> [Source data]:
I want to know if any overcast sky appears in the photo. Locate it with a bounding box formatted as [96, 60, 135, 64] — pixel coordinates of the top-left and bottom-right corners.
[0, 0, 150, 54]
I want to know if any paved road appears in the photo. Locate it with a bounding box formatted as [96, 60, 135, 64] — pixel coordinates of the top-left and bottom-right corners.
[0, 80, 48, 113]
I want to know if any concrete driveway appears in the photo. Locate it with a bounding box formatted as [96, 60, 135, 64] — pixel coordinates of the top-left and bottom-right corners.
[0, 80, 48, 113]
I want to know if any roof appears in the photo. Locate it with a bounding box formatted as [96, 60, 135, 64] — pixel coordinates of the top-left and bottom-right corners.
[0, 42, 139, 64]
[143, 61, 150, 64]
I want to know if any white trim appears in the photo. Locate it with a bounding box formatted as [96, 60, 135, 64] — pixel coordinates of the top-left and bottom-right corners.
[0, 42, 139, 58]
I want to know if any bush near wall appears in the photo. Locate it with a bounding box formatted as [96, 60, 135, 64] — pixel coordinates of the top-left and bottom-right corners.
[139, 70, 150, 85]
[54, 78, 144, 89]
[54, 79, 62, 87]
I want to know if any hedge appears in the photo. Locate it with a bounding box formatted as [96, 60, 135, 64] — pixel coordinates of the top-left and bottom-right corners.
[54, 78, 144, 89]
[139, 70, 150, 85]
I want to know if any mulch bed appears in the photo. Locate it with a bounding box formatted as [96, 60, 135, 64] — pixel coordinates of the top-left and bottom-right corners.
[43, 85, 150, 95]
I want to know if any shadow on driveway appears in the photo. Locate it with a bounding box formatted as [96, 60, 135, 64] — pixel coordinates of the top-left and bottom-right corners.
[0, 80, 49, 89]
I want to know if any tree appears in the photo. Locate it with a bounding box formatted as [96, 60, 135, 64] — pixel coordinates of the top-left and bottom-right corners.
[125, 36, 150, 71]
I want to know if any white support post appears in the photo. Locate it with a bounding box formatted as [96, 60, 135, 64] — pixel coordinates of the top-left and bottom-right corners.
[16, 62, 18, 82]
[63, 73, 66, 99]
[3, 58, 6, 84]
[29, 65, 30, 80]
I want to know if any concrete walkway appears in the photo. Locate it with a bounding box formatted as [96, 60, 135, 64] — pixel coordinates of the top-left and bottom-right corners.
==
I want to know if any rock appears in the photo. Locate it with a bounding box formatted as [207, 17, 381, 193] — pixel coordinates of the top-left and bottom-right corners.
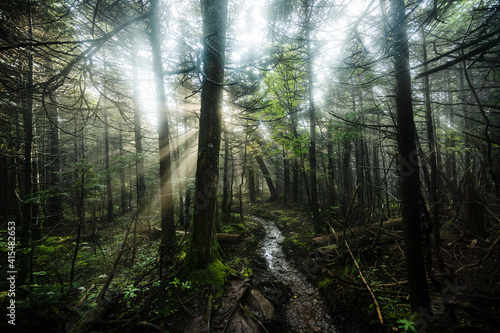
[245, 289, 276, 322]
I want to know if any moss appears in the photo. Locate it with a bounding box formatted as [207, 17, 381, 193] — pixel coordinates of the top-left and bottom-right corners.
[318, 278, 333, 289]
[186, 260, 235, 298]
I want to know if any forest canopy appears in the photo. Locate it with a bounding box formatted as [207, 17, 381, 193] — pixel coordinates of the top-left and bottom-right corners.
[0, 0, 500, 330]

> [Prompt]: Shift each bounding box coordinate in the answers by -49 and write out every line again, from the line with "I want to know if any moss" to the line with "[0, 0, 500, 330]". Leave the sample box in the wording of each line unchanged.

> [Solution]:
I want to know if any moss appears in the photo. Locate it with a bounding box formatted as [207, 17, 381, 193] — pixel coordinates of the top-left and bottom-right corners.
[269, 229, 284, 240]
[137, 211, 186, 249]
I want to know if any forest canopy appears in the photo. Locate it with a bounding box formatted as [207, 17, 381, 193] — pixel coordinates of the top-left and bottom-right corners.
[-49, -49, 451, 281]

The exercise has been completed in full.